What you will do - Reproduce each of the rows below word for word, with no changes.

----------

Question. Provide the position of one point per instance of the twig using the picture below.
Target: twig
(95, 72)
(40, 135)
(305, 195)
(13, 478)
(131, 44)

----------

Finished exercise -
Question. Provide the position of one point per instance of the twig using the picture below.
Target: twig
(95, 72)
(40, 135)
(305, 195)
(13, 478)
(131, 44)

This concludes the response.